Begin MATERIAL

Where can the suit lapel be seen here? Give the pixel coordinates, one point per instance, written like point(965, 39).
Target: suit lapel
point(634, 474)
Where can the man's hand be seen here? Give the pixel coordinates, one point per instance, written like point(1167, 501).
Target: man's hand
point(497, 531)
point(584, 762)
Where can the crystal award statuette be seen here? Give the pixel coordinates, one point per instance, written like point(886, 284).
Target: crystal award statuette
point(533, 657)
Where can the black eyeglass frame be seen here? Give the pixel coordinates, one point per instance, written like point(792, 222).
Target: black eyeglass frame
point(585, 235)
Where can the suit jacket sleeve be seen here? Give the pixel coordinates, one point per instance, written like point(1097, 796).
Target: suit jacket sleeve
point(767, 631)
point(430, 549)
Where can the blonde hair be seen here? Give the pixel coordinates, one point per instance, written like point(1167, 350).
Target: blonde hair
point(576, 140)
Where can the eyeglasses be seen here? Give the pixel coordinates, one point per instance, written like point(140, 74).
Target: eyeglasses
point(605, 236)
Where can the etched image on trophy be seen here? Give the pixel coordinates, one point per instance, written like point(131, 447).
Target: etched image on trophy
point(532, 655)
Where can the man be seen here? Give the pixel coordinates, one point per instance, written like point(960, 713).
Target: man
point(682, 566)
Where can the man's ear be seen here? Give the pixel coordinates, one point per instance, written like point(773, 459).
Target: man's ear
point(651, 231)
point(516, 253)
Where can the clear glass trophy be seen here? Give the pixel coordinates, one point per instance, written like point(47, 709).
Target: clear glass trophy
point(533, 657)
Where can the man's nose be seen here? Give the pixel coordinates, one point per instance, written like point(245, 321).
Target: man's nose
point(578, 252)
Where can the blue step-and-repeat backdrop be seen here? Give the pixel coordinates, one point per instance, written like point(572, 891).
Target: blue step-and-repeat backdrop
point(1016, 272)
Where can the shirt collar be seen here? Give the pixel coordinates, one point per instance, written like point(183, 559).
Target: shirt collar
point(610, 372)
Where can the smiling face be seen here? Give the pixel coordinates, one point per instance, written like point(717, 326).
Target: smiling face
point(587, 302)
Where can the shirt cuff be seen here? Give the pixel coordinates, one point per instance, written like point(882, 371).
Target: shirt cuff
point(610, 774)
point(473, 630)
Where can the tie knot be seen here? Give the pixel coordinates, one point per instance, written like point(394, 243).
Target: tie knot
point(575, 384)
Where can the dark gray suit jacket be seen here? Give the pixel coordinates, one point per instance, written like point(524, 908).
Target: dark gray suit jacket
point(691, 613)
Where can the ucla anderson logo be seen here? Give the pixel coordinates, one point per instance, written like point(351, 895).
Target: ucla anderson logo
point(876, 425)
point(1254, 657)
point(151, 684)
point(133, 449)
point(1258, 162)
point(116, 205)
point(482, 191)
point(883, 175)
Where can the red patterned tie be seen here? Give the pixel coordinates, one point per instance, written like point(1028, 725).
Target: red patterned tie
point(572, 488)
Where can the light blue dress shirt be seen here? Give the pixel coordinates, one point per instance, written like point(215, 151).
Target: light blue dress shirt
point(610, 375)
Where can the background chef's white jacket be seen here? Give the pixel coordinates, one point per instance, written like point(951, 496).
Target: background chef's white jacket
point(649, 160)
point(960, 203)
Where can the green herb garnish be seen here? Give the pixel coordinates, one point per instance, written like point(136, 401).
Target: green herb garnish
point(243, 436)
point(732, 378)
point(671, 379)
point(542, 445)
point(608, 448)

End MATERIAL

## EXERCISE INSTRUCTIONS
Switch every "pixel coordinates" in the listing above to "image coordinates", and reproduce all lines with nothing else changed.

## COMPLETED TASK
Where can the suit lapel be seen here? Give the image coordinates, one point per instance, written like point(965, 39).
Target: suit lapel
point(634, 474)
Where can the man's hand be seen here? Give the image coordinates, one point per instance, written like point(1167, 501).
Target: man's hand
point(497, 531)
point(584, 762)
Where can the crystal award statuette be seen here? Give the image coordinates, one point per instance, written like point(886, 284).
Target: crystal award statuette
point(533, 657)
Where can the black eyeglass frame be seen here? Give the image coordinates, one point per instance, written like point(792, 222).
Target: black eyeglass frame
point(585, 235)
Where can the suit jacket sleeve be seen here? Give the image coordinates, one point per instance, written like point(1097, 796).
Target: suit jacket sleeve
point(767, 631)
point(430, 549)
Where can the blonde hair be seen here? Give the image coordinates, one point per instance, written like point(1167, 350).
Target: blonde hair
point(576, 140)
Where can the eyeglasses be seen here? Give the image coordinates, one point per instance, written like point(140, 74).
Target: eyeglasses
point(605, 236)
Where can the etched image on trophy be seen here? Give the image coordinates, one point per instance, written like point(131, 447).
Target: etched image on trophy
point(532, 655)
Where can the man be seen here? Give the image coordinates, one point per instance, written like point(960, 713).
Target: man
point(682, 566)
Where can the man's ear be seen here? Give the image coordinates, one point per instance, written like point(773, 459).
Target: man's ear
point(651, 231)
point(516, 253)
Where can the clear glass trophy be seen here? Give the image coordinates, one point per instance, written like point(47, 709).
Target: clear glass trophy
point(533, 657)
Where can the man's nose be seen here? Give the image coordinates, one point per instance, written like point(245, 321).
Target: man's nose
point(578, 252)
Where can the blue step-and-repeat backdrop be seen here? Give the image coordinates, one point per instance, written like point(572, 891).
Target: blue step-and-repeat backdrop
point(1016, 272)
Where can the shirt collar be seen here? Give the image coordinates, one point per instance, written like point(183, 559).
Target: shirt collar
point(610, 372)
Where can the smiling face be seen here? Give the image coordinates, one point per instance, written like point(717, 326).
Target: smiling face
point(587, 302)
Where can the shirt cuff be seen here? Give the image coordinates, one point per instance, written like point(882, 371).
Target: shirt cuff
point(610, 774)
point(473, 630)
Where can the tie knot be seen here? Give the image coordinates, one point per instance, written like point(394, 243).
Target: tie knot
point(575, 384)
Where can the dark gray suit jacket be seen here? Give the image coordinates, one point per instance, written like point(524, 908).
Target: dark gray suit jacket
point(691, 613)
Where can the ucla anderson logo be seen here? Give the image coordinates, one point per instance, written like point(351, 895).
Target: ucla anderson logo
point(876, 425)
point(1254, 657)
point(151, 684)
point(133, 449)
point(1258, 162)
point(116, 205)
point(482, 191)
point(883, 175)
Where can the red patterned tie be seen here? Give the image coordinates, one point per instance, written like point(1028, 725).
Target: red patterned tie
point(572, 488)
Where can the light blue dress shirt be seen here? Give the image coordinates, one point per instance, written like point(215, 151).
Target: light blue dress shirt
point(610, 375)
Where can the background chef's white jacket be seen here? Give the image coordinates, one point per instance, written like point(951, 496).
Target: background chef's white jacket
point(649, 160)
point(960, 203)
Where can the green herb garnish be seen here? Give the image coordinates, one point per instance, written like point(136, 401).
Target: green herb garnish
point(243, 436)
point(732, 378)
point(671, 379)
point(542, 445)
point(608, 448)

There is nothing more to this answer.